All the heavy ships could be hanging out next to a rock in the ocean, doesn't mean it's a major supply base.


Truk was THE major supply base for the Japanese Navy in the Pacific. What else do you want? I'm just saying it does not make sense for it to be exactly the same as every other backwater island in the Pacific. Saigon, Bangkok, and Camrahn Bay are all level 8 ports as well.
-------------------------

"It became the Imperial Japanese Navy's Fourth Fleet base from November 1939 and the Combined Japanese Navy Fleet were based there from July 1942 to February 1944. Truk Lagoon was regarded by the USA during World War II as the strongest naval base in the Pacific with the exception of Pearl Harbor. Over 37,000 Japanese lived and worked in Truk Lagoon.

Almost all IJN naval vessels gathered there before making sorties into the Solomons, and returned to Truk for refueling and repair when damaged. Never before had the need for oil storage and repair facilities been more urgent, and the Japanese Navy concentrated its oil tankers and repair ships there while quickly trying to build such facilities on land as well.

During May 1942, the 85th Submarine base, was constructed on the western shore of Dublon Island. It serviced, supplied and did minor repairs to subs. Torpedoes were stored in caves and transported by rail car to the shore. Many different repair and barracks existed specific to submarines.

DATASET CONTENT:

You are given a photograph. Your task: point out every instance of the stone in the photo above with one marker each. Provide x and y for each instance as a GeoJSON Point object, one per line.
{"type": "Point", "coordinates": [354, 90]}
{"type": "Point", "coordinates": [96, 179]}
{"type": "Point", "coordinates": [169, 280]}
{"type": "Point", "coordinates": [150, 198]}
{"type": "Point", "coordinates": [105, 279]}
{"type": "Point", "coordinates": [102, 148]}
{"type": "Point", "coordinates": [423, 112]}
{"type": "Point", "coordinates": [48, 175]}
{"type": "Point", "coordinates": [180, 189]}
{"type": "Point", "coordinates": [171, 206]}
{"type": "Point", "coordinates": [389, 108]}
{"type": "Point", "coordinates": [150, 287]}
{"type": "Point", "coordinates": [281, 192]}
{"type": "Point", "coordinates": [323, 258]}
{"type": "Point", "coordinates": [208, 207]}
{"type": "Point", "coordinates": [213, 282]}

* * *

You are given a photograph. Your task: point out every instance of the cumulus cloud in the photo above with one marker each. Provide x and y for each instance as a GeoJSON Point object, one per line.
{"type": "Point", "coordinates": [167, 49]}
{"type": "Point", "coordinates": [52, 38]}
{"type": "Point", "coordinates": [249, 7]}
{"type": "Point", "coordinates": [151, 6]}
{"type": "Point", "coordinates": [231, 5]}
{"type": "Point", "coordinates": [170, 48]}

STATED EXERCISE 1:
In the passage about Truk, which ports are named as level 8 ports alongside it?
STATED EXERCISE 2:
Extend the passage about Truk with the next few sentences, picking up after its last line.

EXERCISE ANSWER 1:
Saigon, Bangkok, and Camrahn Bay

EXERCISE ANSWER 2:
The South Seas Development Company (Nan’yo Kohatsu K.K) had docking facilities on the southwestern tip of Dublon Island. Its supply storage and fish cannery were commandeered by the IJN and it became the Fourth Naval Dockyard. It was the main receiving area for the military. More warehouses and a refrigeration building, HQ, and a two story barracks were constructed. A thousand men worked here on ship repairs, mostly damage sustained to ships from American submarine attacks. The facility also had a 30 ton floating crane and 2,500 ton dry dock. Nearby was a sawmill and small rail cars connected most of the buildings. The Truk Transportation department loaded and unloaded supplies from ships.

Truk’s facilities included five airstrips, seaplanes bases, a torpedo boat station, submarine repair shops, a communication center, and a radar station. The main radio station of the five in the islands was located at Dublon Island, where several concrete radior receiver shelters and buildings were constructed. The Fourth Harbor Department was located on the southeastern part of the island near Doblon Town. It was 22 wooden buildings including repair shops, warehouses and barracks."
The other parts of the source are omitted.